**Provided passage**
<<<<

In vitro, perfluoroalkyl substances can activate peroxisome proliferator-activated receptor (PPAR) α and γ,13 which may in turn affect lipid metabolism and adipocyte differentiation, respectively.14 For example, gestational PFOA exposure has been associated with increased leptin and subsequent obesity in adults in both animal models and human studies.15 Leptin and adiponectin are adipocytokines released by adipocytes, have roles in both energy homeostasis and glucose metabolism, and are associated with infant birthweight, weight gain, and risk of childhood obesity.16,17,18,19 Other endocrine and metabolism disrupting chemicals, such as persistent organic pollutants, have also been shown to increase adipogenesis via similar mechanisms.20

However, there are limited data about gestational perfluoroalkyl substances exposure and fetal markers of metabolism. Two studies have investigated the relationship between maternal perfluoroalkyl substances and neonatal adipocytokines, with conflicting results. One study reported no association between maternal plasma perfluoroalkyl substances exposure and neonatal adipocytokine concentrations,21 while the other reported a positive correlation between maternal serum PFOS concentrations and neonatal adiponectin concentrations.22

The objective of this study was to further investigate the association between gestational serum perfluoroalkyl substances concentrations and umbilical cord serum adipocytokine concentrations in a prospective cohort of 230 pregnant women and their infants. Given the previously observed associations between perfluoroalkyl substances exposure and fetal growth, we hypothesized that neonates with higher perfluoroalkyl substances exposure would have lower neonatal leptin and adiponectin concentrations. Understanding the association between perfluoroalkyl substances exposure and metabolism biomarkers, such as adipocytokines, may uncover potential routes of intervention to prevent the development of childhood obesity.

>>>>

**Dataset records**
<<<<

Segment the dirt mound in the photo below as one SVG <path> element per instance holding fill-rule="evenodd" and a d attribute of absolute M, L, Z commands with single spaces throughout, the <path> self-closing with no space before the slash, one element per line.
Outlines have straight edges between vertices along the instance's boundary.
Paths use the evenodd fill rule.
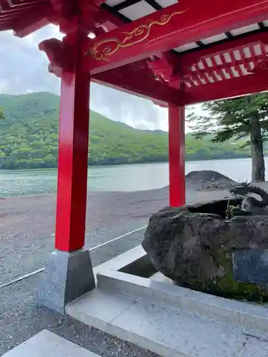
<path fill-rule="evenodd" d="M 237 183 L 232 178 L 212 170 L 191 171 L 185 176 L 187 188 L 196 191 L 228 190 Z"/>

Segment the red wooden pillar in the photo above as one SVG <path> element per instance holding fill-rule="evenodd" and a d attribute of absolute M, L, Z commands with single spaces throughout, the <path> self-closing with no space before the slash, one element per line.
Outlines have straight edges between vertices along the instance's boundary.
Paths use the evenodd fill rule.
<path fill-rule="evenodd" d="M 169 204 L 185 204 L 185 108 L 169 106 Z"/>
<path fill-rule="evenodd" d="M 55 248 L 74 251 L 85 235 L 89 124 L 89 75 L 84 71 L 86 34 L 65 39 L 73 49 L 71 74 L 61 76 Z"/>

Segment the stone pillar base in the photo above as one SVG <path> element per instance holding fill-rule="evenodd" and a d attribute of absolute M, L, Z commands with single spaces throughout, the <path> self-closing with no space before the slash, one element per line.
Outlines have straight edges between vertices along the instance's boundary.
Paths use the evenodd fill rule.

>>>>

**Work task A**
Please copy the passage on perfluoroalkyl substances and adipocytokines word for word, starting at "The objective of" and ending at "development of childhood obesity.".
**Work task B**
Carry on the passage about perfluoroalkyl substances and neonatal adipocytokines from the point where it stops.
The rows have no connection to the passage on perfluoroalkyl substances.

**Expected output A**
The objective of this study was to further investigate the association between gestational serum perfluoroalkyl substances concentrations and umbilical cord serum adipocytokine concentrations in a prospective cohort of 230 pregnant women and their infants. Given the previously observed associations between perfluoroalkyl substances exposure and fetal growth, we hypothesized that neonates with higher perfluoroalkyl substances exposure would have lower neonatal leptin and adiponectin concentrations. Understanding the association between perfluoroalkyl substances exposure and metabolism biomarkers, such as adipocytokines, may uncover potential routes of intervention to prevent the development of childhood obesity.

**Expected output B**
Methods

Study participants

For this study, we used data from the Health Outcomes and Measures of the Environment (HOME) Study, an ongoing prospective pregnancy and birth cohort originally designed to investigate the effect of early life exposure to toxic chemicals on children’s growth and development. We recruited pregnant women prior to 16 ± 3 weeks gestation from nine prenatal clinics in the Cincinnati, Ohio region between March 2003 and January 2006. Eligible women were at least 18 years of age, English speaking, without diabetes, cancer, HIV infection or bipolar disorder, not taking thyroid or seizure medications, living in a home built prior to 1978, and planning to deliver at one of three hospitals in the Cincinnati, OH region. Women provided written informed consent for both themselves and their child. The Institutional Review Boards (IRBs) of the delivery hospitals and Cincinnati Children’s Hospital Medical Center (CCHMC) approved the study. The Centers for Disease Control and Prevention (CDC) and Brown University IRB relied on the determinations made by the CCHMC IRB.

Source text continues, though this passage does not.